- [Description of the task]: Pull out every line in the items below that contains the word "truck", and copy each of those lines as it appears.

- [Recorded data]:

-- Start --

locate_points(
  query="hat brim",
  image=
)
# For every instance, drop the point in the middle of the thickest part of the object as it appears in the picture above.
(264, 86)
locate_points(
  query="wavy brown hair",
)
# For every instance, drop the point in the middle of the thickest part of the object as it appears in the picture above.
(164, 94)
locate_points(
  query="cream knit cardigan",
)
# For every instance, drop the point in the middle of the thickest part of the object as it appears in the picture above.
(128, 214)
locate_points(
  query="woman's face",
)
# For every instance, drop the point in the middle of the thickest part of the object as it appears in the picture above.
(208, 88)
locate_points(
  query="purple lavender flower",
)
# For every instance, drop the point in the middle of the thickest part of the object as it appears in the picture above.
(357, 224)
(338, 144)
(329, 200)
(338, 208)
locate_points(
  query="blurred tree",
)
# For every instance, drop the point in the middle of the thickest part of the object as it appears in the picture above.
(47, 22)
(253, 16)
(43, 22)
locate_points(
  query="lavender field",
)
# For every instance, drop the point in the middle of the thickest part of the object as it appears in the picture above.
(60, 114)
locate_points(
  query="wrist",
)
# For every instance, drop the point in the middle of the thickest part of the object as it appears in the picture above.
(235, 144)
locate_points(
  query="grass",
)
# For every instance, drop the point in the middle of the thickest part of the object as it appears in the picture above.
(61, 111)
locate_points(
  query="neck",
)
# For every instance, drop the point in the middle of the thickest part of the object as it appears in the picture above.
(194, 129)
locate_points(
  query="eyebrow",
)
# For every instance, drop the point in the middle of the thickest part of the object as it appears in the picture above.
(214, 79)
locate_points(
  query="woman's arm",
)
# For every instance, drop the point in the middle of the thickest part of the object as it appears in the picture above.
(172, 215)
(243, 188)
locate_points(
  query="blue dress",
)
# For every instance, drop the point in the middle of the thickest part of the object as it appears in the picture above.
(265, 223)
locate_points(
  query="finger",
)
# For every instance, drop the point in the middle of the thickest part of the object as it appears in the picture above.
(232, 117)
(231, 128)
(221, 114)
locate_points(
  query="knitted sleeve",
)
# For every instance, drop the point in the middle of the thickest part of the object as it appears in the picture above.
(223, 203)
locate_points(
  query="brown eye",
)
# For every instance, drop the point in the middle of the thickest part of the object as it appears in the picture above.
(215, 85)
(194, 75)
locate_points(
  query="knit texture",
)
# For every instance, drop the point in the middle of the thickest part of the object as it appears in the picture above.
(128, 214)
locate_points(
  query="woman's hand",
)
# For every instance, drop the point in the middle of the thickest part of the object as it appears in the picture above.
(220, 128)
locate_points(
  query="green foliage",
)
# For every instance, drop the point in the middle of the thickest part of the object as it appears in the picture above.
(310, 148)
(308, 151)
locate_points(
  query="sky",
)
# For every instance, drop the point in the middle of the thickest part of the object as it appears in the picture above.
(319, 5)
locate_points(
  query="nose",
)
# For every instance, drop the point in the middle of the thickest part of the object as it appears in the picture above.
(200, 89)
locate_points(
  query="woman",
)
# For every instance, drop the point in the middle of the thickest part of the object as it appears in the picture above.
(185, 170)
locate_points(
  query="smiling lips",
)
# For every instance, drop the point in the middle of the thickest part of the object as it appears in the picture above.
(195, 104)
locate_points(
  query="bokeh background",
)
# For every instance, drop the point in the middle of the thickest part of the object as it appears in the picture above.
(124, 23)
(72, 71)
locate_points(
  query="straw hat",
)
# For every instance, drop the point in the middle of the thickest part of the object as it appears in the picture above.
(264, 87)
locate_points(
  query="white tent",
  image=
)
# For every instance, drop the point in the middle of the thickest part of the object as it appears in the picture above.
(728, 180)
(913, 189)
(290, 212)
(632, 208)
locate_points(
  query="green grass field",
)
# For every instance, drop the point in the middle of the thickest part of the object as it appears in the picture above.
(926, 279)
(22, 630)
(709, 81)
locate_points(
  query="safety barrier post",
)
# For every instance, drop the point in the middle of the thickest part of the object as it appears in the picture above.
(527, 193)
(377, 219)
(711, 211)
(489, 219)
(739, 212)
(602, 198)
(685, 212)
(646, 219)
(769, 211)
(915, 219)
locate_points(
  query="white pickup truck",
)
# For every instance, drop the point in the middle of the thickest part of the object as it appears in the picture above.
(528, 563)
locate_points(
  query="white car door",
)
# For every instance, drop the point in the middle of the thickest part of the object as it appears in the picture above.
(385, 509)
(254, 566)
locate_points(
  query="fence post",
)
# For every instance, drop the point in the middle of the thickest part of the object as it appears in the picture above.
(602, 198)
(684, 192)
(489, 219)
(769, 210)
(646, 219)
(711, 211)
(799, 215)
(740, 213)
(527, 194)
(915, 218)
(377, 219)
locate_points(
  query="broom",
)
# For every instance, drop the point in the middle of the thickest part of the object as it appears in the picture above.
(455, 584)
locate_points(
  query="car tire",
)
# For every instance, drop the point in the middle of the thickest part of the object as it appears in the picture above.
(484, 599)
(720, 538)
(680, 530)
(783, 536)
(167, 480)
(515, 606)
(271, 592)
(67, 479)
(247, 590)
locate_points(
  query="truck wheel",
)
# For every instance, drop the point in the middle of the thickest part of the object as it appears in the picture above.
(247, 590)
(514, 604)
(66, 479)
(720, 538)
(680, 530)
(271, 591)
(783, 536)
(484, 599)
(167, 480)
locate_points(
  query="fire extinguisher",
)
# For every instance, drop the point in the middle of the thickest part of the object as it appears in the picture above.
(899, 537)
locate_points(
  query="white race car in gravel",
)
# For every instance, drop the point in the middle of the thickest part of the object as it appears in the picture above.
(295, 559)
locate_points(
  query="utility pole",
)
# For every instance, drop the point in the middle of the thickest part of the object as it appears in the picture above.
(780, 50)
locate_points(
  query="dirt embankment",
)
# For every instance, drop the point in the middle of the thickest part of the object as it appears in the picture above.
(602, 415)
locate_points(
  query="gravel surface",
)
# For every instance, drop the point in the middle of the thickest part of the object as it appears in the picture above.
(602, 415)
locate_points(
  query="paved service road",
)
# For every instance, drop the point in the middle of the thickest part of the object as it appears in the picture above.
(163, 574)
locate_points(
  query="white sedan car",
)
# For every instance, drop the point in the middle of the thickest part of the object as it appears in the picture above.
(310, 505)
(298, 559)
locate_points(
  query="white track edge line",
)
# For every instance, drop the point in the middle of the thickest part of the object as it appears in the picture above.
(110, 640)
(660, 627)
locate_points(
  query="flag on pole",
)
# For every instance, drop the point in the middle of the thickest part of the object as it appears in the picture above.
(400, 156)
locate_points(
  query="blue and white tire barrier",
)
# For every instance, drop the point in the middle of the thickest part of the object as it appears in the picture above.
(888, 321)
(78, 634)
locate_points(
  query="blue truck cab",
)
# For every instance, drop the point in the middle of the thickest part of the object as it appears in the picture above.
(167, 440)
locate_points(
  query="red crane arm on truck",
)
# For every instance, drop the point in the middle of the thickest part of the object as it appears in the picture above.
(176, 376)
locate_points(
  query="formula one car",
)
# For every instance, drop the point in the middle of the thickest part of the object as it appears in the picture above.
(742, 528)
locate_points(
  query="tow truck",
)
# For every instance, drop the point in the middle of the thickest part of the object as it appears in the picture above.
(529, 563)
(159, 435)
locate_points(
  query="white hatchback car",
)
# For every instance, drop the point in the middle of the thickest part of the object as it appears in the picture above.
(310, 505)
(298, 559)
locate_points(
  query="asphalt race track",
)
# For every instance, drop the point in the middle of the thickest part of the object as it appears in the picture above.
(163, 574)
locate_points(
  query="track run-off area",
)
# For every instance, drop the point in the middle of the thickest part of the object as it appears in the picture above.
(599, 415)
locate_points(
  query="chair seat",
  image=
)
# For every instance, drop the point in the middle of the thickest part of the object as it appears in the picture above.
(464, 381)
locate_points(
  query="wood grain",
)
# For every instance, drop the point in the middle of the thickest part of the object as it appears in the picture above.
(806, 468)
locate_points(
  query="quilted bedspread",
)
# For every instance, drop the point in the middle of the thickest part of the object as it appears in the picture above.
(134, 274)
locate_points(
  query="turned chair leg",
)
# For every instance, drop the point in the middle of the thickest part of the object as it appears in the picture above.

-- End --

- [Solution to this exercise]:
  query="white pickup truck",
  query="truck wheel",
  query="blue truck cab",
  query="red crane arm on truck",
  query="tow truck",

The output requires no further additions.